Collection entries
^^^^

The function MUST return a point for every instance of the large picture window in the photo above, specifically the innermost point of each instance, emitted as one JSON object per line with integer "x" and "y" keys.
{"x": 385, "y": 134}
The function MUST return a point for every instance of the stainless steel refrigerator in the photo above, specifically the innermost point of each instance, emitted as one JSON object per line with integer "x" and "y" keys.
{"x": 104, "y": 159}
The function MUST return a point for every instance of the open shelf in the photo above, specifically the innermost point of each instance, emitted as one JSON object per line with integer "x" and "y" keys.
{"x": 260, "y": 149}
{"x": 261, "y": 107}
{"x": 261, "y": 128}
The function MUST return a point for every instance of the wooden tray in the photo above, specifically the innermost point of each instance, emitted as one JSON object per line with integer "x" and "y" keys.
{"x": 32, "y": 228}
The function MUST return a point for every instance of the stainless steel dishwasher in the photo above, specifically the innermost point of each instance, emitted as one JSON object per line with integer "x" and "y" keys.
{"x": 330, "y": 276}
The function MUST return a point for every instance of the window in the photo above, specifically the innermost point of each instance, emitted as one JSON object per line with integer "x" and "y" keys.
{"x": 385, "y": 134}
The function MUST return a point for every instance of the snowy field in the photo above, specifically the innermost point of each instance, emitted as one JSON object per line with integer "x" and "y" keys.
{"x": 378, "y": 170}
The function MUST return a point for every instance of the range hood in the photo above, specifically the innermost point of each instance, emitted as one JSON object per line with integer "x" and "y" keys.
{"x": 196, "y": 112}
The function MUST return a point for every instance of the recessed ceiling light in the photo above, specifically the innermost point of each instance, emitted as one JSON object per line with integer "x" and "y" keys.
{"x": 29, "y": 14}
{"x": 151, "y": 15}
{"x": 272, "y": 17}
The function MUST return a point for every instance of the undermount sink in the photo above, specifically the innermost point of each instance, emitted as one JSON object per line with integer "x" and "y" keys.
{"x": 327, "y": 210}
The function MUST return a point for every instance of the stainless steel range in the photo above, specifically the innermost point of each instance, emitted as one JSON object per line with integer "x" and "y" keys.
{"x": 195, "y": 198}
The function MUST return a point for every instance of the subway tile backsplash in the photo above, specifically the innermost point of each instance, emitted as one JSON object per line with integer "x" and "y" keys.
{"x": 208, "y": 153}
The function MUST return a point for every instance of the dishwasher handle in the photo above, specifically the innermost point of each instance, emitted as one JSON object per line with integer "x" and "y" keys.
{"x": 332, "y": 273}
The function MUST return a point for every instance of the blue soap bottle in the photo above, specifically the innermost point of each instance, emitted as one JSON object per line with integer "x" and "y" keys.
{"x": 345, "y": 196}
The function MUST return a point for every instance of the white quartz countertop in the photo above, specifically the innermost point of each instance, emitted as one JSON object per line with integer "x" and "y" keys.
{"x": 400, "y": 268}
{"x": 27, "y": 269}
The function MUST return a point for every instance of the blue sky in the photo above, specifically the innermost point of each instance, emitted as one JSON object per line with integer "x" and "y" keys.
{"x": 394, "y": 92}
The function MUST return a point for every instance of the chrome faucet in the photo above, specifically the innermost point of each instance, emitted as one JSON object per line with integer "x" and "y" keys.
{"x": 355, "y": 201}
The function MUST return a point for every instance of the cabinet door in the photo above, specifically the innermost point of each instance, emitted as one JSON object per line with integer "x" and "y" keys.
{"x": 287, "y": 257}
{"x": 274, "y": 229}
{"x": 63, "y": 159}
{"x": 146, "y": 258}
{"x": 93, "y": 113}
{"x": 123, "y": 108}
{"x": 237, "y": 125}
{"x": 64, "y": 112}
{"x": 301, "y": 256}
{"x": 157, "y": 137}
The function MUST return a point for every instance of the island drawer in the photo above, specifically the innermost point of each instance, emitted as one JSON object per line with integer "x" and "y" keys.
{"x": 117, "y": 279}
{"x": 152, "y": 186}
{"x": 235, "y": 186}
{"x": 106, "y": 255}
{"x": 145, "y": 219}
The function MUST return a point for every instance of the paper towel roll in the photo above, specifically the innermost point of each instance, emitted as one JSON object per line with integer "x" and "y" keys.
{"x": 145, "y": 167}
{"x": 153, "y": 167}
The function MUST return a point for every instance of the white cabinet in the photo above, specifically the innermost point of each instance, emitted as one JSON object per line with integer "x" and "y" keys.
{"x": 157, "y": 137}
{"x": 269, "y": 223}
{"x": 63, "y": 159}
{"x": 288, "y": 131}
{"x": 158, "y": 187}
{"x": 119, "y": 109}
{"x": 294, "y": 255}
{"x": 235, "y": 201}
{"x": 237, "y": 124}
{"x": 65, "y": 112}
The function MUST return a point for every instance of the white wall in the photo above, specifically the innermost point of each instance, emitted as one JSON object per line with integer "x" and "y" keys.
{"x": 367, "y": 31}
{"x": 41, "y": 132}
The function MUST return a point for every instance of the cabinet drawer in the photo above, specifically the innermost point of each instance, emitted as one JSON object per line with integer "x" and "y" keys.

^^^^

EXERCISE OBJECTIVE:
In full and without changes, copy the entries above.

RESULT:
The function MUST return a point for every instance of the large picture window in the photo above, specifically the innermost point of each instance, emitted as one JSON object per line with integer "x" and "y" keys.
{"x": 385, "y": 134}
The function MUST return a point for every instance of the stainless steel refrigerator in the photo above, specifically the innermost point of each instance, emitted as one JSON object per line with integer "x" and "y" keys.
{"x": 104, "y": 159}
The function MUST return a point for every instance of the open shelf in the photo above, specifically the innermost point of each instance, emitted as one JSON object per line with integer "x" and "y" keys.
{"x": 260, "y": 149}
{"x": 261, "y": 107}
{"x": 261, "y": 128}
The function MUST return a point for every instance of the wooden tray in the photo above, specifically the innermost point of each instance, emitted as one JSON object per line with integer "x" and "y" keys.
{"x": 32, "y": 228}
The function MUST return a point for every instance of the stainless steel dishwasher in the photo above, specifically the innermost point of each instance, emitted as one JSON object per line with integer "x" and "y" keys.
{"x": 330, "y": 276}
The function MUST return a point for every instance of the window in the photo above, specifically the innermost point of each instance, emitted as one JSON object per line with integer "x" and "y" keys.
{"x": 385, "y": 134}
The function MUST return a point for every instance of the snowy field in the photo above, specifically the innermost point of each instance, emitted as one JSON object per line with integer "x" and "y" keys.
{"x": 378, "y": 170}
The function MUST return a point for every instance of the range hood in the photo above, specifically the innermost point of each instance, emitted as one JSON object per line with integer "x" and "y" keys.
{"x": 196, "y": 112}
The function MUST return a point for every instance of the recessed ceiling light in the photo above, specifically the innermost point of each instance, emitted as one JSON object per line with integer "x" and "y" keys.
{"x": 29, "y": 14}
{"x": 151, "y": 15}
{"x": 272, "y": 17}
The function MUST return a point for every instance of the undermount sink in the photo above, specifically the innermost point of each instance, emitted as one JSON object per line with integer "x" and "y" keys.
{"x": 327, "y": 210}
The function MUST return a point for every instance of the stainless steel range in the photo above, specifically the innermost point of each instance, emitted as one JSON object per line with integer "x" and "y" keys.
{"x": 195, "y": 198}
The function MUST return a point for every instance of the subway tile backsplash in the photo above, specifically the innermost point of each instance, emitted as one JSON object per line with integer "x" and "y" keys.
{"x": 208, "y": 153}
The function MUST return a point for every instance of the dishwasher handle in the photo above, specifically the innermost point of each instance, emitted as one JSON object per line with integer "x" and "y" keys.
{"x": 332, "y": 273}
The function MUST return a point for every instance of the blue soap bottle in the photo above, specifically the innermost point of each instance, emitted as one JSON object per line with integer "x" and "y" keys.
{"x": 345, "y": 196}
The function MUST return a point for every instance of the white quartz countertop in the photo above, specifically the innermost point of each instance, emitted as one JSON object per line with integer "x" and "y" keys.
{"x": 400, "y": 268}
{"x": 27, "y": 269}
The function MUST return a point for every instance of the blue sky in the photo above, specifically the innermost point of each instance, emitted as one JSON object per line with integer "x" and "y" keys.
{"x": 394, "y": 92}
The function MUST return a point for every instance of the chrome faucet in the photo above, specifically the innermost point of each instance, emitted as one JSON object per line with integer "x" and "y" keys.
{"x": 355, "y": 201}
The function MUST return a point for every instance of the cabinet door in the photo above, specifically the innermost point of each instance, emitted as one JSON object per line with integer "x" and "y" keys.
{"x": 287, "y": 257}
{"x": 274, "y": 229}
{"x": 63, "y": 159}
{"x": 146, "y": 258}
{"x": 93, "y": 113}
{"x": 123, "y": 108}
{"x": 237, "y": 125}
{"x": 64, "y": 112}
{"x": 301, "y": 256}
{"x": 157, "y": 137}
The function MUST return a point for every instance of the island drawer in the photo above, specifically the innermost point of each instance, emitted as one JSON object per line with integer "x" and "y" keys.
{"x": 117, "y": 279}
{"x": 152, "y": 186}
{"x": 235, "y": 186}
{"x": 106, "y": 255}
{"x": 145, "y": 219}
The function MUST return a point for every instance of the paper towel roll in the photo above, specifically the innermost point of each instance, emitted as one JSON object per line with integer "x" and "y" keys.
{"x": 145, "y": 167}
{"x": 153, "y": 167}
The function MUST return a point for every instance of the white cabinet in the photo above, specifically the innermost point of each instance, emitted as one JSON object per line with integer "x" and "y" keys.
{"x": 157, "y": 137}
{"x": 269, "y": 223}
{"x": 63, "y": 159}
{"x": 288, "y": 131}
{"x": 158, "y": 187}
{"x": 119, "y": 109}
{"x": 294, "y": 255}
{"x": 235, "y": 201}
{"x": 237, "y": 124}
{"x": 65, "y": 112}
The function MUST return a point for every instance of the white wall in the photo above, specifically the innermost point of each instance, emitted as one JSON object per line with integer "x" and "y" keys.
{"x": 367, "y": 31}
{"x": 41, "y": 132}
The function MUST return a point for every instance of the cabinet drawer in the photo above, specifically the innermost point of each instance, emitted as one JSON object per line with integer "x" and "y" keys.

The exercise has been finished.